| Page |
--- start ---
Add per channel observer (#25887)
Summary:
Pull Request resolved: https://github.com/pytorch/pytorch/pull/25887
ghstack-source-id: 90383258
Add per channel observer to compute the qparams for each channel.
Test Plan:
buck test mode/dev caffe2/test:quantization -- 'test_per_channel_minmax_observer'
buck test mode/dev caffe2/test:quantization -- 'test_per_channel_minmax_observer_scriptable'
Differential Revision: D17137226
fbshipit-source-id: 0b1c93e3cbcda86f5c4e30f7cd94c670f2665063
diff --git a/test/test_quantization.py b/test/test_quantization.py
index 9c3712a..9f5bdcf 100644
--- a/test/test_quantization.py
+++ b/test/test_quantization.py
@@ -1,4 +1,5 @@
import unittest
+import math
import torch
import torch.nn as nn
import torch.nn.quantized as nnq
@@ -9,7 +10,7 @@
QConfig_dynamic, default_weight_observer, dump_tensor,\
quantize, prepare, convert, prepare_qat, quantize_qat, fuse_modules, \
quantize_dynamic, default_qconfig, default_debug_qconfig, default_qat_qconfig, \
- default_dynamic_qconfig, HistogramObserver, MinMaxObserver, TensorObserver, QuantWrapper
+ default_dynamic_qconfig, HistogramObserver, MinMaxObserver, PerChannelMinMaxObserver, TensorObserver, QuantWrapper
from common_utils import run_tests
from common_quantization import QuantizationTestCase, SingleLayerLinearModel, \
@@ -776,6 +777,65 @@
self.assertEqual(qparams[1].item(), ref_zero_point)
self.assertAlmostEqual(qparams[0].item(), ref_scale, delta=1e-5)
+ @given(qdtype=st.sampled_from((torch.qint8, torch.quint8)),
+ qscheme=st.sampled_from((torch.per_channel_affine, torch.per_channel_symmetric)),
+ ch_axis=st.sampled_from((0, 1, 2, 3)), reduce_range=st.booleans())
+ def test_per_channel_minmax_observer(self, qdtype, qscheme, ch_axis, reduce_range):
+ # reduce_range cannot be true for symmetric quantization with uint8
+ if qdtype == torch.quint8 and qscheme == torch.per_channel_symmetric:
+ reduce_range = False
+ myobs = PerChannelMinMaxObserver(reduce_range=reduce_range, ch_axis=ch_axis, dtype=qdtype, qscheme=qscheme)
+ x = torch.tensor(
+ [
+ [[[1.0, 2.0], [2.0, 2.5]], [[3.0, 4.0], [4.5, 6.0]]],
+ [[[-4.0, -3.0], [5.0, 5.0]], [[6.0, 3.0], [7.0, 8.0]]],
+ ]
+ )
+ result = myobs(x)
+ self.assertEqual(result, x)
+ qparams = myobs.calculate_qparams()
--- end ---
(Saved data entries)
--- start ---
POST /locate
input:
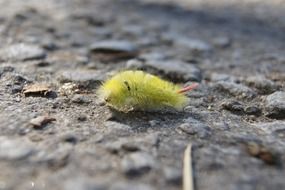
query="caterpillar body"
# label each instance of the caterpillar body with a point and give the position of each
(137, 90)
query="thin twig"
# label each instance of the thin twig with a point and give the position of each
(188, 182)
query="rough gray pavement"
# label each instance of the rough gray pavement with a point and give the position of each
(55, 134)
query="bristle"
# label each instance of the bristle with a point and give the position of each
(187, 88)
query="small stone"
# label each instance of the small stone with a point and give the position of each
(134, 64)
(130, 186)
(194, 127)
(84, 78)
(235, 89)
(37, 90)
(263, 85)
(137, 163)
(275, 105)
(192, 44)
(113, 50)
(222, 42)
(118, 129)
(67, 57)
(131, 146)
(215, 77)
(81, 99)
(5, 69)
(173, 175)
(69, 138)
(69, 88)
(21, 52)
(233, 106)
(15, 149)
(252, 110)
(261, 152)
(82, 183)
(175, 70)
(82, 117)
(41, 121)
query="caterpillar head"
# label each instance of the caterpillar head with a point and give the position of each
(114, 92)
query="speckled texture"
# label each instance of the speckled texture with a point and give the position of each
(235, 119)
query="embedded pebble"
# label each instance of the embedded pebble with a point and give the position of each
(215, 77)
(119, 129)
(21, 52)
(130, 186)
(41, 121)
(192, 44)
(275, 105)
(172, 175)
(263, 85)
(113, 46)
(4, 69)
(81, 99)
(82, 183)
(194, 127)
(113, 50)
(252, 110)
(233, 106)
(137, 163)
(222, 41)
(176, 70)
(235, 89)
(85, 78)
(15, 149)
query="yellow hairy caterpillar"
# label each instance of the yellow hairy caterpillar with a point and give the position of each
(137, 90)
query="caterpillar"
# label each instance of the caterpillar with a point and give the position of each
(137, 90)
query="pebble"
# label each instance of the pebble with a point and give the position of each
(234, 89)
(81, 99)
(84, 78)
(118, 129)
(193, 44)
(175, 70)
(252, 110)
(137, 163)
(233, 106)
(113, 50)
(40, 121)
(263, 85)
(5, 69)
(15, 149)
(221, 42)
(130, 186)
(172, 175)
(215, 77)
(83, 183)
(194, 127)
(21, 52)
(275, 105)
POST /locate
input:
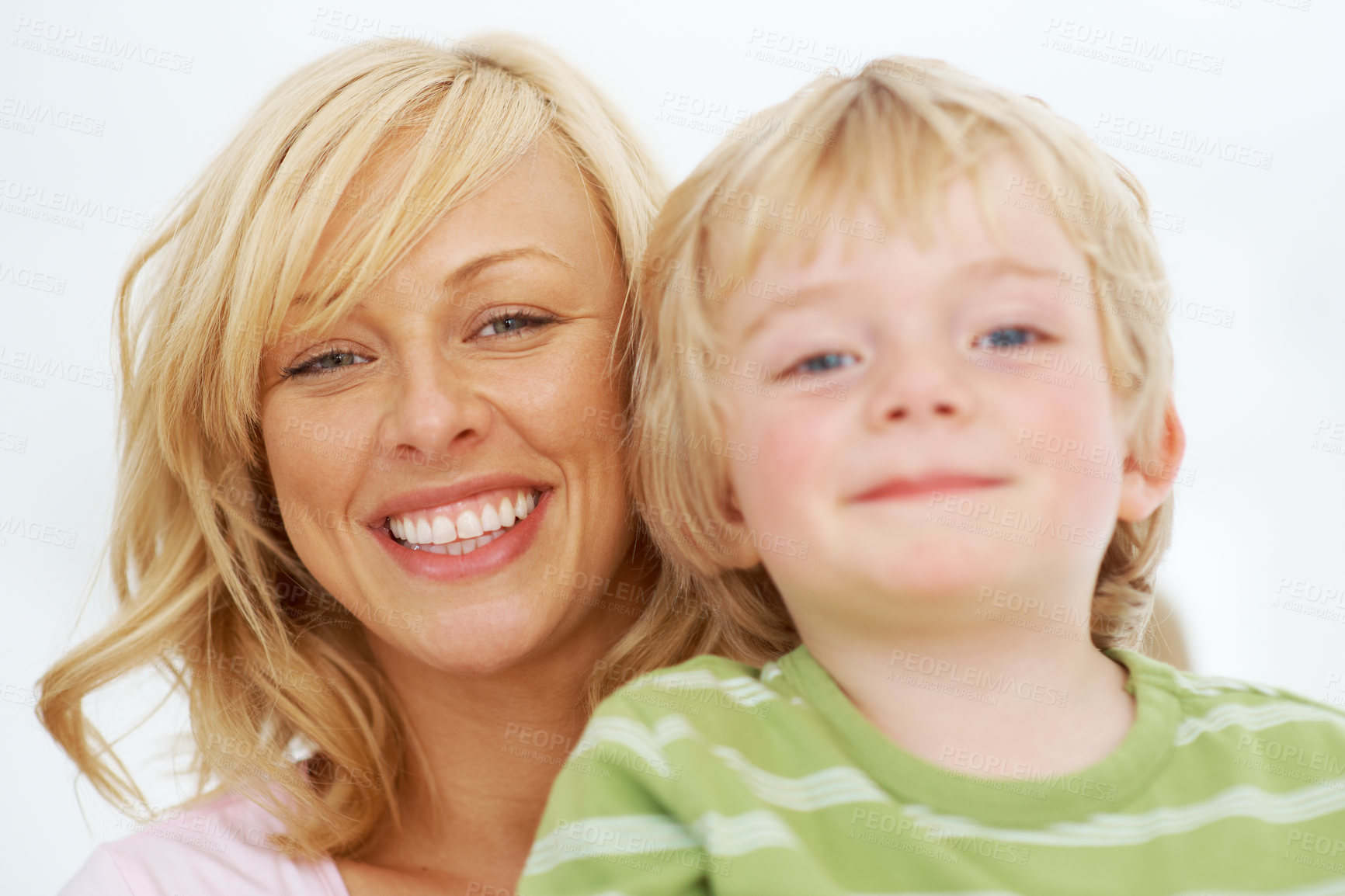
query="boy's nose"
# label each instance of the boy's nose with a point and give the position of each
--- end ---
| Exercise requirements |
1 - From the commit, reproduce the passage starting with "self.assertAlmostEqual(qparams[0].item(), ref_scale, delta=1e-5)" and going on through "2, 3)), reduce_range=st.booleans())".
2 - In the commit, which keyword arguments are passed to PerChannelMinMaxObserver when myobs is created?
You won't need the entries.

| Solutions to the exercise |
1 -
self.assertAlmostEqual(qparams[0].item(), ref_scale, delta=1e-5)
+ @given(qdtype=st.sampled_from((torch.qint8, torch.quint8)),
+ qscheme=st.sampled_from((torch.per_channel_affine, torch.per_channel_symmetric)),
+ ch_axis=st.sampled_from((0, 1, 2, 3)), reduce_range=st.booleans())

2 - reduce_range, ch_axis, dtype, qscheme